▶ [PROVIDED ENTRIES]:
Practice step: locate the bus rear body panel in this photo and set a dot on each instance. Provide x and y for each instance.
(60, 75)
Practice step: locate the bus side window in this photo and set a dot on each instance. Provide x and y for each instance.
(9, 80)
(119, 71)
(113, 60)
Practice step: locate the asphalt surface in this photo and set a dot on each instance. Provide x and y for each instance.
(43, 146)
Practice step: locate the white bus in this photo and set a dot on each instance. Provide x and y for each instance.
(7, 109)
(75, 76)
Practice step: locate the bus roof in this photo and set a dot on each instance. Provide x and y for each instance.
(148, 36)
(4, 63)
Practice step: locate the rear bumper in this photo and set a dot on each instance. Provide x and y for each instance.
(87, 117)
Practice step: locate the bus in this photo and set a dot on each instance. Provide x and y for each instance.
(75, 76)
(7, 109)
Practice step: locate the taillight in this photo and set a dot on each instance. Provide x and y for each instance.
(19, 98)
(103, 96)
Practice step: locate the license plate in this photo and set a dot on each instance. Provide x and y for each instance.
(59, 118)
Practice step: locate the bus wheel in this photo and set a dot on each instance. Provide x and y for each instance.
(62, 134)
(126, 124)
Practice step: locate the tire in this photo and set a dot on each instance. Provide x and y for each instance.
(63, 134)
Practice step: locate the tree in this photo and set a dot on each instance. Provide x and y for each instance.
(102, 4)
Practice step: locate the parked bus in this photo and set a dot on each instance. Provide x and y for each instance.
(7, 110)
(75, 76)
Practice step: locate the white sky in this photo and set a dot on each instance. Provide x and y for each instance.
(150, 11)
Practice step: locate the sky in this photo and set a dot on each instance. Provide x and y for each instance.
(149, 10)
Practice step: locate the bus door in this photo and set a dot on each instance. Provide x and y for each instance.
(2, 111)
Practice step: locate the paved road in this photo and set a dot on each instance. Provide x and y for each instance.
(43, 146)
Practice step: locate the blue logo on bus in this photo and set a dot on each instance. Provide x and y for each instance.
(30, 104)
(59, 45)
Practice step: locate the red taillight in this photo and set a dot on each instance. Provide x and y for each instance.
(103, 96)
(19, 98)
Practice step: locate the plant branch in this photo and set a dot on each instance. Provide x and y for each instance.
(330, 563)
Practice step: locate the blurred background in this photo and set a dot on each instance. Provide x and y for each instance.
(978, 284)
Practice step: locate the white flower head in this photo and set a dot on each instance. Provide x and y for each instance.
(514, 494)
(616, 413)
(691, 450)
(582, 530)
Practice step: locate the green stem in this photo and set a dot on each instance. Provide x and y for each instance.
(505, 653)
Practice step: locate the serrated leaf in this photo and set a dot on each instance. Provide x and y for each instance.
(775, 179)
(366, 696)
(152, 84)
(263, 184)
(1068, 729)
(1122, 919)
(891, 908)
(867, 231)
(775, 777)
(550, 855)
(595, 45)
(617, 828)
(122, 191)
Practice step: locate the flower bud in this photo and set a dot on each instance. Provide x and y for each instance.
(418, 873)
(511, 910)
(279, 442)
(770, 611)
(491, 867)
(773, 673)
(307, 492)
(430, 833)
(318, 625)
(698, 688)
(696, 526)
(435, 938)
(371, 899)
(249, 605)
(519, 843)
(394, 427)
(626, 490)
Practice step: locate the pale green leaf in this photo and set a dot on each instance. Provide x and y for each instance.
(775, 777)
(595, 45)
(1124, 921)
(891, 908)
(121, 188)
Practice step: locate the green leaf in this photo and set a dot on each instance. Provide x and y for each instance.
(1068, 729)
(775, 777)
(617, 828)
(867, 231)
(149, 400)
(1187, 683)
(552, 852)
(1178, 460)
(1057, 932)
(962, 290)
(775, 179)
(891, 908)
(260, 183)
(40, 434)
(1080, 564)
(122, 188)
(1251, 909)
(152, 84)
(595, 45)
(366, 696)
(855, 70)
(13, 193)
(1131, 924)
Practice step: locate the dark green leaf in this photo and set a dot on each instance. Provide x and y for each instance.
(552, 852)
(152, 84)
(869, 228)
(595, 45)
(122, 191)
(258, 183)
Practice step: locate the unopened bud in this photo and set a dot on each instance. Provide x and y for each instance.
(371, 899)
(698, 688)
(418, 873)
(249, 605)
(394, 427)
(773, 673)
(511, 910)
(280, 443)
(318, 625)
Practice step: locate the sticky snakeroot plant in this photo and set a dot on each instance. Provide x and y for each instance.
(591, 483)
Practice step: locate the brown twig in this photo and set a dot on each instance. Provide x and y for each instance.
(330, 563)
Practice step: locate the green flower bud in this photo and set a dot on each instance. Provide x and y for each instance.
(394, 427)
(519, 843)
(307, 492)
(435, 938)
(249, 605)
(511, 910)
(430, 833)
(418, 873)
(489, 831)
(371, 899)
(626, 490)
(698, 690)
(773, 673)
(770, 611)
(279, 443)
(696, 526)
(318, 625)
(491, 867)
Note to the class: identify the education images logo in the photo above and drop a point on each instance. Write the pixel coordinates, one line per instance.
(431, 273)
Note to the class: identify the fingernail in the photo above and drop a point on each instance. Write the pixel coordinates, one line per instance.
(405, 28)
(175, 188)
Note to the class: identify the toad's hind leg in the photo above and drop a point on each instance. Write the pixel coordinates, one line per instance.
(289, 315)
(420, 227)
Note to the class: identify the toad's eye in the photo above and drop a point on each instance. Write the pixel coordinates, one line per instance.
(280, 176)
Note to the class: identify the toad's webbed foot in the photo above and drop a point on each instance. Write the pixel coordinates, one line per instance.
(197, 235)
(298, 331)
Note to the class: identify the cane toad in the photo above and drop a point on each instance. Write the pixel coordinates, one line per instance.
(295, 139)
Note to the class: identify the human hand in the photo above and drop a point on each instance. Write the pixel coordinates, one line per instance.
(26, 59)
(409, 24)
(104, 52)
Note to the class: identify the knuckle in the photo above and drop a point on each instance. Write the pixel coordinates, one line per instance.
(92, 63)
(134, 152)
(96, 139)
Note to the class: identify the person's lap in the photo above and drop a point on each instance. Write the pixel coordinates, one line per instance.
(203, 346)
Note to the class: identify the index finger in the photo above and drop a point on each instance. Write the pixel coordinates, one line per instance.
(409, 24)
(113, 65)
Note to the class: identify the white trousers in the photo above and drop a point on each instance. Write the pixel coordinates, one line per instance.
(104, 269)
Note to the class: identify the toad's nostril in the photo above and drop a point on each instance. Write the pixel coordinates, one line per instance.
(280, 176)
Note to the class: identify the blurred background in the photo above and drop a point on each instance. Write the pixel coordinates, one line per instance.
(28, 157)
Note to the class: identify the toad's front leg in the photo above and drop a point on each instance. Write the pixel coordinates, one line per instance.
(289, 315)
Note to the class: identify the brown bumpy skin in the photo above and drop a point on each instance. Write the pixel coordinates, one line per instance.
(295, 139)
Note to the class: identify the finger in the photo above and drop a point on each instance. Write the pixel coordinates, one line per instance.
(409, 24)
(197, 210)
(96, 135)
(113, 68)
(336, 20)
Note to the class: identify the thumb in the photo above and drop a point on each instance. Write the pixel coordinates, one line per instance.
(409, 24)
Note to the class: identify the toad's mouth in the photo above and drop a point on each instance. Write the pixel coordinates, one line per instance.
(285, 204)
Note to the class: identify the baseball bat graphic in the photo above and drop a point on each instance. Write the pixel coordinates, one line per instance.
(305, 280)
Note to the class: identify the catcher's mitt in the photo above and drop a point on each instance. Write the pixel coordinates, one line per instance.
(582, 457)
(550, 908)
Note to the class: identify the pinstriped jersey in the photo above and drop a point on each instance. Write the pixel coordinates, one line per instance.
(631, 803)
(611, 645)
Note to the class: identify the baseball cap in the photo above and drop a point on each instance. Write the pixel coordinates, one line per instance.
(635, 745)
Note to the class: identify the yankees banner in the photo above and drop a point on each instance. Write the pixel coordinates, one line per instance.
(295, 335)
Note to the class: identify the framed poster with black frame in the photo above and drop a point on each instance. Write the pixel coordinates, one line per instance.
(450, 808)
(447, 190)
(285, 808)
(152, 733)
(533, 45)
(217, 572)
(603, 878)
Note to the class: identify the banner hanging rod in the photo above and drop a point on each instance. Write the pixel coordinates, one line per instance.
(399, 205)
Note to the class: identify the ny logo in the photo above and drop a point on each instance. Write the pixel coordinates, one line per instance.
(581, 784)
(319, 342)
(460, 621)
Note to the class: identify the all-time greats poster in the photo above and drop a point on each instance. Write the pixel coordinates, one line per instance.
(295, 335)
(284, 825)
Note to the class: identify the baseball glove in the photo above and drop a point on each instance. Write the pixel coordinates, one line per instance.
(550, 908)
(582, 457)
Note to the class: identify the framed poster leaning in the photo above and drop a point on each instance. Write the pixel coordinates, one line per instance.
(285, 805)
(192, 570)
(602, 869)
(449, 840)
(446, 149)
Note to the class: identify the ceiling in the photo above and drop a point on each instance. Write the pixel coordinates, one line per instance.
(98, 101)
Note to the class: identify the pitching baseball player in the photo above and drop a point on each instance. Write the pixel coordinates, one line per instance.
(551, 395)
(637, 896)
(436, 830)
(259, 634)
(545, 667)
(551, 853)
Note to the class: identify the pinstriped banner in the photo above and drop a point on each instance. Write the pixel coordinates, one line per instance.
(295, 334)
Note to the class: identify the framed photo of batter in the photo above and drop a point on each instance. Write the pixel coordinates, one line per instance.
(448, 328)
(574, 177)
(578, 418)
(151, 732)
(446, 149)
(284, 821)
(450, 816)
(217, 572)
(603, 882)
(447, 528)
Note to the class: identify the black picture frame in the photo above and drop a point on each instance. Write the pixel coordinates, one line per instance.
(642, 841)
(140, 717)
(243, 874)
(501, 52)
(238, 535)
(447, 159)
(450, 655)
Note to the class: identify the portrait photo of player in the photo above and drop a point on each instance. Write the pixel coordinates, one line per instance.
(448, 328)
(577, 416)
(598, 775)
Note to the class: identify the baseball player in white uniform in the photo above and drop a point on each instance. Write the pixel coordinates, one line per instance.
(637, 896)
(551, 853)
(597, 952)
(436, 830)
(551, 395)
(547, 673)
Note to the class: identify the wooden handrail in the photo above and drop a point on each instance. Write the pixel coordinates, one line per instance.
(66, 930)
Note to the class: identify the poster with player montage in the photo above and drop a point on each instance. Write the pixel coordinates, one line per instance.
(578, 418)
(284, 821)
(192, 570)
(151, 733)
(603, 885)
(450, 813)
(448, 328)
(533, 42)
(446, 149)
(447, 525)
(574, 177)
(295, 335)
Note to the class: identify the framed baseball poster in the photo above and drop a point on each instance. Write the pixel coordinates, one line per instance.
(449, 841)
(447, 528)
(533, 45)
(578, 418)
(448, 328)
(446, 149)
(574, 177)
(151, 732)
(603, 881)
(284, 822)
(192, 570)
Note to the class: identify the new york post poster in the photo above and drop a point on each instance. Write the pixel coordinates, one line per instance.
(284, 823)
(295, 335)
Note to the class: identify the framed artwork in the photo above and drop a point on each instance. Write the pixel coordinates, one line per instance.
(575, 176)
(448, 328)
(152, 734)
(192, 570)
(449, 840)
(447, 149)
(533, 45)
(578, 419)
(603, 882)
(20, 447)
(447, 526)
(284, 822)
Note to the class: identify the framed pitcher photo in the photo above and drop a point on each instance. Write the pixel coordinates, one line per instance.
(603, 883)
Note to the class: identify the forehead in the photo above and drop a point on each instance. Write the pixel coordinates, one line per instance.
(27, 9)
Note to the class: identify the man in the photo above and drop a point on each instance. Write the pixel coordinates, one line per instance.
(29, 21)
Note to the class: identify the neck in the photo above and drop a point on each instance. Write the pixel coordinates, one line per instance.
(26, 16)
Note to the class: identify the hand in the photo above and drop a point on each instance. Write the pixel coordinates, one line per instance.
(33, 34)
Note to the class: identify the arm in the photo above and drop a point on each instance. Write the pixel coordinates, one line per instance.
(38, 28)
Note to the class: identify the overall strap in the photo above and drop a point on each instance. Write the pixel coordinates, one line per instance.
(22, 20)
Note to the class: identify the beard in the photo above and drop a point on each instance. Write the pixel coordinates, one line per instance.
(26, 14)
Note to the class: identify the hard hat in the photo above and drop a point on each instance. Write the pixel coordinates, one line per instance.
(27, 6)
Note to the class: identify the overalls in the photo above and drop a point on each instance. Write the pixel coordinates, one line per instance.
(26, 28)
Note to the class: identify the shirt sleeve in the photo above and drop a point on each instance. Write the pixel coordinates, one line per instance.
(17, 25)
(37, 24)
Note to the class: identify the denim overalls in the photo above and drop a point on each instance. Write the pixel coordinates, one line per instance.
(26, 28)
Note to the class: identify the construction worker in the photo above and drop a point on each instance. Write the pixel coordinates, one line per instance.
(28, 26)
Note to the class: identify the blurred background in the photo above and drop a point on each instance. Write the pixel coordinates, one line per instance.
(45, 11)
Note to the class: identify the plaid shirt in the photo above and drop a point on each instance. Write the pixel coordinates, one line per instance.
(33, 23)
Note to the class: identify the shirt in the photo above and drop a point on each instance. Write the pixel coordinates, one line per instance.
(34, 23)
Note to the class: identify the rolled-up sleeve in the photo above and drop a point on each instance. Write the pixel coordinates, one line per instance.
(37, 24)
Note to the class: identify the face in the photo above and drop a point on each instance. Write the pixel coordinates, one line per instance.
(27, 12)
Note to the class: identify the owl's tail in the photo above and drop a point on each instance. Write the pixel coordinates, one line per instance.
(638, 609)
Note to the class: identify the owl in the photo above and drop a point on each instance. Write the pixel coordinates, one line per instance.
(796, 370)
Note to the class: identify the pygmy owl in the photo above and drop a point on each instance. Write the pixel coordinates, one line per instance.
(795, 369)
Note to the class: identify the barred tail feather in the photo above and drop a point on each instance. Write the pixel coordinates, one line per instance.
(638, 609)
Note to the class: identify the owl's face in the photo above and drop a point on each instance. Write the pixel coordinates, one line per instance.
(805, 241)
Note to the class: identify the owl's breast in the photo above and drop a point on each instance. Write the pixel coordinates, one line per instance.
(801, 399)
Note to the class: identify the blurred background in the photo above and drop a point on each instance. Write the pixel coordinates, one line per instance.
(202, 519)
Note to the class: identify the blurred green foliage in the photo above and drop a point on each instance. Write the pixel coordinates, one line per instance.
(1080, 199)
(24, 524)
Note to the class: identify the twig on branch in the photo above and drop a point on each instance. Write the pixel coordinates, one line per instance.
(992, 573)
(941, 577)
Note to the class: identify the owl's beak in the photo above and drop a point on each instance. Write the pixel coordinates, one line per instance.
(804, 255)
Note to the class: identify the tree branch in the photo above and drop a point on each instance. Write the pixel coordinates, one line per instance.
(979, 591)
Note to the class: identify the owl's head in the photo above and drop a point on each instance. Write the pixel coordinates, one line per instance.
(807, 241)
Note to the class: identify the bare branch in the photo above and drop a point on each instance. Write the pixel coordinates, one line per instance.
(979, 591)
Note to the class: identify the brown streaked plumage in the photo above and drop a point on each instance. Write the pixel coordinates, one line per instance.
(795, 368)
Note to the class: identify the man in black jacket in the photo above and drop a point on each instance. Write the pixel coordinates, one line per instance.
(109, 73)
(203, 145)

▶ [PROBLEM REQUIREMENTS]: Look for the line that contains "Note to the class: identify the bare" in the entries above. Set it down, along with all later lines, exactly as written.

▶ [RESULT OF THIS EXERCISE]:
Note to the class: identify the bare branch in the photo above and drop a point on each instance. Write the pixel coordinates, one line per instance.
(979, 591)
Note to the class: identify the brown streaked plumage in the photo above and drop a point on each instance. Write the pixel coordinates, one line per instance.
(795, 368)
Note to the class: identify the man in black jacket in the photo above and drop a point on each instance. Write the pixel coordinates, one line per instance.
(109, 73)
(203, 145)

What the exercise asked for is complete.